Required action
Among the entries below, how many lines contain the string "shaped"? Only the number is wanted.

(Extracted material)

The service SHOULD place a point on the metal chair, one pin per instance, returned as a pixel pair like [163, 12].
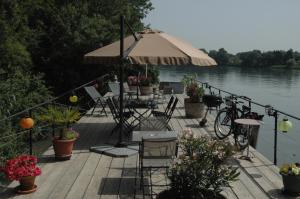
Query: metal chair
[155, 154]
[97, 98]
[161, 122]
[114, 87]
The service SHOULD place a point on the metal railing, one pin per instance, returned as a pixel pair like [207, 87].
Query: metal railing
[271, 111]
[17, 134]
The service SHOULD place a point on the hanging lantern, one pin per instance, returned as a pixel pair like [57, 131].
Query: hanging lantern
[73, 98]
[26, 123]
[285, 125]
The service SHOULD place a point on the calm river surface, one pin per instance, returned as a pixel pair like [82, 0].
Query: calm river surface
[278, 87]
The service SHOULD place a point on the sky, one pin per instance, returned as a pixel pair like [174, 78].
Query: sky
[236, 25]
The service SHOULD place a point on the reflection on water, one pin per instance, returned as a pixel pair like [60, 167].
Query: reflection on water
[278, 87]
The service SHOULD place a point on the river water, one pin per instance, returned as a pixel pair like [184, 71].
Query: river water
[278, 87]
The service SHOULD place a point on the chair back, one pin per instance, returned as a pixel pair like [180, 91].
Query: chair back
[126, 87]
[158, 148]
[93, 93]
[114, 87]
[169, 104]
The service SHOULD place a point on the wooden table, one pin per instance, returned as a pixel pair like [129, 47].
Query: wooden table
[137, 136]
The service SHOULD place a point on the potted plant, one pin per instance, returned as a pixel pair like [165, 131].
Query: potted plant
[200, 171]
[194, 107]
[61, 118]
[291, 177]
[145, 84]
[23, 169]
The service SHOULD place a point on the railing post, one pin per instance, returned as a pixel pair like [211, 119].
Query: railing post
[275, 137]
[30, 136]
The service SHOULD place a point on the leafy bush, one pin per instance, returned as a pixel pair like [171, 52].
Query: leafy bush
[61, 117]
[193, 89]
[200, 171]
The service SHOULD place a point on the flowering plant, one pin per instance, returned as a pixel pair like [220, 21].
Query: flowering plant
[142, 80]
[290, 169]
[21, 166]
[200, 171]
[193, 89]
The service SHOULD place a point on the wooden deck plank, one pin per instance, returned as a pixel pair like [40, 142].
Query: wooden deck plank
[110, 185]
[83, 180]
[128, 183]
[91, 175]
[93, 190]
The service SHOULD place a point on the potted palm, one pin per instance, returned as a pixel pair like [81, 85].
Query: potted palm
[145, 84]
[61, 118]
[194, 107]
[23, 169]
[291, 177]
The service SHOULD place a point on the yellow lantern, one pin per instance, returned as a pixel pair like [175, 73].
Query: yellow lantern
[73, 98]
[285, 125]
[26, 123]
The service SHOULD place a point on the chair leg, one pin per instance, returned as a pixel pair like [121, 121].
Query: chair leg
[103, 108]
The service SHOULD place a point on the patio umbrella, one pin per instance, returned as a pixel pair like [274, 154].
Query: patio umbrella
[147, 47]
[153, 47]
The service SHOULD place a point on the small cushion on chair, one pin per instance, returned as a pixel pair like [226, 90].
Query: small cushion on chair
[156, 162]
[158, 113]
[128, 114]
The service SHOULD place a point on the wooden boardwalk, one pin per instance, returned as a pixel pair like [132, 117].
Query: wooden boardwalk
[91, 175]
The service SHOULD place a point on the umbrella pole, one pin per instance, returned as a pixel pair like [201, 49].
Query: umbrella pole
[119, 144]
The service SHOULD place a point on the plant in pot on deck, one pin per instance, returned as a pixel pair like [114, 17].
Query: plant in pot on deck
[23, 169]
[201, 171]
[291, 177]
[61, 118]
[145, 84]
[194, 107]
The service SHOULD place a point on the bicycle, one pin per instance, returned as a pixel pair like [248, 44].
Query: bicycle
[224, 123]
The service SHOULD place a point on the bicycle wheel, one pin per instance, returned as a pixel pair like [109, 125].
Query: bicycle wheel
[241, 136]
[222, 124]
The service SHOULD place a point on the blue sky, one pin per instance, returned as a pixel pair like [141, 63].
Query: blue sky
[236, 25]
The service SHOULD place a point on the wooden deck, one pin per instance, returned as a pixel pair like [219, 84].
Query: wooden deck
[91, 175]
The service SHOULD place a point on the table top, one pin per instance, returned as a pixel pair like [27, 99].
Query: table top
[250, 122]
[137, 136]
[141, 104]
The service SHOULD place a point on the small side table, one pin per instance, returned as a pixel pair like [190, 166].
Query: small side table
[250, 123]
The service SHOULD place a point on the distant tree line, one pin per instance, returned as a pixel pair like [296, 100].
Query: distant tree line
[256, 58]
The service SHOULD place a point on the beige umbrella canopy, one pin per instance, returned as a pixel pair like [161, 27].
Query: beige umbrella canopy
[154, 48]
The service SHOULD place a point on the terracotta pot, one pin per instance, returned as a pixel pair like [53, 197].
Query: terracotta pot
[167, 194]
[291, 183]
[193, 110]
[27, 183]
[63, 148]
[146, 90]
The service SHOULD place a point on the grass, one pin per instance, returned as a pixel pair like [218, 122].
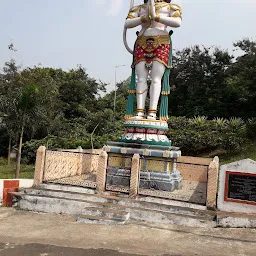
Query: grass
[8, 172]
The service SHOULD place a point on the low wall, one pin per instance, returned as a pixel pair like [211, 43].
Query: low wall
[54, 165]
[17, 183]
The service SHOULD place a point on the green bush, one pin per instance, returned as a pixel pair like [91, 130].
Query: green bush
[198, 135]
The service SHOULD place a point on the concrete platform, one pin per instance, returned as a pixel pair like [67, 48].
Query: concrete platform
[39, 234]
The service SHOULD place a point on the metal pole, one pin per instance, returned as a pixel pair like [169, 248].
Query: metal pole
[114, 110]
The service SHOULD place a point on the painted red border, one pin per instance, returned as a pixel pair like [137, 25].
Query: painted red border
[226, 198]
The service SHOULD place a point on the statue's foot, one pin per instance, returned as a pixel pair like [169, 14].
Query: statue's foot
[139, 116]
[152, 114]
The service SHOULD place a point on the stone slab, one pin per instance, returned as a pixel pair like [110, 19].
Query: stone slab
[244, 166]
[236, 220]
[191, 192]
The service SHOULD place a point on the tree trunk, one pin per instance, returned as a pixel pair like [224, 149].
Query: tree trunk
[17, 174]
[9, 150]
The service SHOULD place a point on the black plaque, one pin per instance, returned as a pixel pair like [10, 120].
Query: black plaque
[241, 187]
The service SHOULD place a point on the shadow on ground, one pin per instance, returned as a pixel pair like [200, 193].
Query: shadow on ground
[50, 250]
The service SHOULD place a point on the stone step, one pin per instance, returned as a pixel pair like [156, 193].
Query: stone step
[100, 220]
[236, 220]
[125, 202]
[67, 188]
[51, 204]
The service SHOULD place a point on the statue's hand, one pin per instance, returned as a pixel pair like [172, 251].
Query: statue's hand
[144, 19]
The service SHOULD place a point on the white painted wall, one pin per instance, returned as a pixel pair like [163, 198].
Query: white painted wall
[246, 166]
[24, 183]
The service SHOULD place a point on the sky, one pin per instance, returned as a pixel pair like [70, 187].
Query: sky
[67, 33]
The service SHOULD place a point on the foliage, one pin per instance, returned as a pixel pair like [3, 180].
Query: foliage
[8, 172]
[198, 135]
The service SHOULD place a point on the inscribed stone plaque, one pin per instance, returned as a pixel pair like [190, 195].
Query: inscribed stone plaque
[240, 187]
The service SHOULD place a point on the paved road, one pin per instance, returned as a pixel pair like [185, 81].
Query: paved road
[33, 234]
[50, 250]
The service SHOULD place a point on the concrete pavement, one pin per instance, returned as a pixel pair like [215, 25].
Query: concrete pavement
[50, 235]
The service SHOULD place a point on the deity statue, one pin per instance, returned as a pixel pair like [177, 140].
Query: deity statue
[151, 55]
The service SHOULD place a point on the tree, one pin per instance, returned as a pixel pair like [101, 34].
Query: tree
[198, 82]
[241, 81]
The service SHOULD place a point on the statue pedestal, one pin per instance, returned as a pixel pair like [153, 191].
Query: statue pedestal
[150, 132]
[157, 168]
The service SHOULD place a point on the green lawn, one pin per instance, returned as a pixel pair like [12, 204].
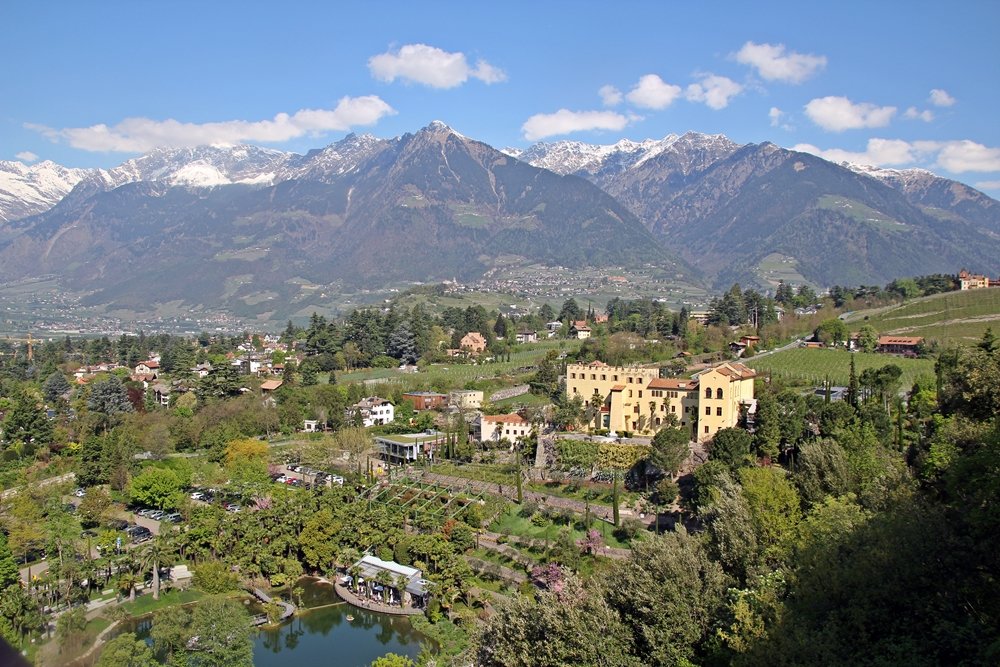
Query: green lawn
[498, 474]
[528, 400]
[814, 366]
[145, 604]
[953, 317]
[444, 375]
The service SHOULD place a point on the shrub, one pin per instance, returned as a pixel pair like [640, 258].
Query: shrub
[215, 577]
[629, 529]
[528, 508]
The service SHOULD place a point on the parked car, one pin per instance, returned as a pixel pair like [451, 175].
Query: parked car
[140, 534]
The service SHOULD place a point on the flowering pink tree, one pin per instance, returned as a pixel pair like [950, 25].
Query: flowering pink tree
[591, 543]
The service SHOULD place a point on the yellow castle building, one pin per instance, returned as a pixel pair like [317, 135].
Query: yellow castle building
[637, 399]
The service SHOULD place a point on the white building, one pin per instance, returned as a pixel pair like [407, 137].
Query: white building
[373, 410]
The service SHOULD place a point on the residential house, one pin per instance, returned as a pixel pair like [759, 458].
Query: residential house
[161, 394]
[408, 589]
[580, 330]
[968, 280]
[637, 399]
[269, 386]
[466, 400]
[526, 336]
[425, 400]
[150, 367]
[473, 342]
[202, 370]
[408, 448]
[373, 411]
[908, 345]
[503, 427]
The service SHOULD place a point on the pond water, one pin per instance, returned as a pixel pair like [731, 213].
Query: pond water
[324, 636]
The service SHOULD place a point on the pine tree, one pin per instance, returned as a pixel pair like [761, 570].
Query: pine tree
[55, 386]
[9, 573]
[852, 385]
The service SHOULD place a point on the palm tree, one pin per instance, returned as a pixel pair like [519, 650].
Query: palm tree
[384, 579]
[128, 579]
[355, 572]
[399, 582]
[157, 551]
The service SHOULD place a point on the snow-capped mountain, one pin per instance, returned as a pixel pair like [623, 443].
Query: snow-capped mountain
[335, 160]
[201, 166]
[29, 189]
[725, 208]
[901, 179]
[938, 196]
[605, 163]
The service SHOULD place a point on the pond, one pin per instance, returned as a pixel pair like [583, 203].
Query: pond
[322, 635]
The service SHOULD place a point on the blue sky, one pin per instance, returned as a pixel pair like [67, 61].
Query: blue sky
[897, 84]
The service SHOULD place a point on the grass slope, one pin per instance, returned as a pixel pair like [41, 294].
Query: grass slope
[953, 317]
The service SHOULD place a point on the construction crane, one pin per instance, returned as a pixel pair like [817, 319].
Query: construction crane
[30, 341]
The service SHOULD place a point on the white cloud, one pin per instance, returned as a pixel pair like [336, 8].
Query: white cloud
[610, 96]
[839, 113]
[565, 121]
[879, 152]
[652, 92]
[926, 115]
[963, 156]
[138, 135]
[431, 66]
[957, 156]
[941, 98]
[715, 91]
[773, 63]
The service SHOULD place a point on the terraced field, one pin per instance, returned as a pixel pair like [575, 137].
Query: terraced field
[814, 366]
[954, 317]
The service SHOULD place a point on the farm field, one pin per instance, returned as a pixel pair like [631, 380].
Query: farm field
[814, 366]
[954, 317]
[446, 374]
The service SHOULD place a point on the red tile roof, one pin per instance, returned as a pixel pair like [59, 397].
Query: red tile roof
[900, 340]
[506, 419]
[671, 383]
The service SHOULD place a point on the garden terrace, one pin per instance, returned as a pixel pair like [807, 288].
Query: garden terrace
[422, 498]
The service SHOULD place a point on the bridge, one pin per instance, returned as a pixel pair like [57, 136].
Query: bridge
[261, 619]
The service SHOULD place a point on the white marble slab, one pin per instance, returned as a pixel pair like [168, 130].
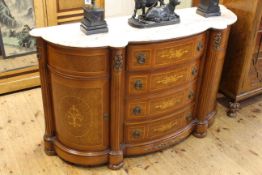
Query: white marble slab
[120, 33]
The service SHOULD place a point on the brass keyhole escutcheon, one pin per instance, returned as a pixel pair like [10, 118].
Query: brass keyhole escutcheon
[191, 95]
[194, 71]
[141, 58]
[189, 117]
[137, 110]
[138, 85]
[200, 46]
[136, 134]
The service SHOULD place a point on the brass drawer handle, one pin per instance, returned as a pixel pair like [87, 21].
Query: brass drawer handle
[138, 84]
[200, 46]
[137, 110]
[136, 134]
[194, 71]
[141, 58]
[191, 95]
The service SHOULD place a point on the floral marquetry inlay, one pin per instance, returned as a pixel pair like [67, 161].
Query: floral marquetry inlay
[170, 79]
[166, 127]
[168, 104]
[74, 117]
[173, 53]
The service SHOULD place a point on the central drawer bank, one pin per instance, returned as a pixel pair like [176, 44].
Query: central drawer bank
[130, 91]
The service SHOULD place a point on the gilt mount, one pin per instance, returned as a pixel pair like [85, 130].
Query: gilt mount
[154, 13]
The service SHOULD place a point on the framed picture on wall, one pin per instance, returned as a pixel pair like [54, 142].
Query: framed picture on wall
[17, 19]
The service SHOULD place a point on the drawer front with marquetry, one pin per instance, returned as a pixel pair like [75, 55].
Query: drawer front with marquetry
[152, 106]
[155, 129]
[151, 82]
[153, 56]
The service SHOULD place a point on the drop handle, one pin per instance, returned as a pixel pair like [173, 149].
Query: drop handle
[138, 85]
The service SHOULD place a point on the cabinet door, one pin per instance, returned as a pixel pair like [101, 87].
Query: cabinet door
[255, 74]
[79, 80]
[54, 12]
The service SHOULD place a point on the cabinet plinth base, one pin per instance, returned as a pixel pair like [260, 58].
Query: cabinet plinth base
[234, 107]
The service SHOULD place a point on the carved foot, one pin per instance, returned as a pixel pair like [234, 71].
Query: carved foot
[116, 160]
[49, 146]
[201, 129]
[234, 107]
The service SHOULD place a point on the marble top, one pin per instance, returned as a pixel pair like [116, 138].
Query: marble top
[120, 33]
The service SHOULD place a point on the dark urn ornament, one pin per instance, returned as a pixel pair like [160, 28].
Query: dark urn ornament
[208, 8]
[94, 20]
[154, 13]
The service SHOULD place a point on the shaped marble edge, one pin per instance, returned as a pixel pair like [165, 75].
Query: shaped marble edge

(End Extracted material)

Result for this exercise
2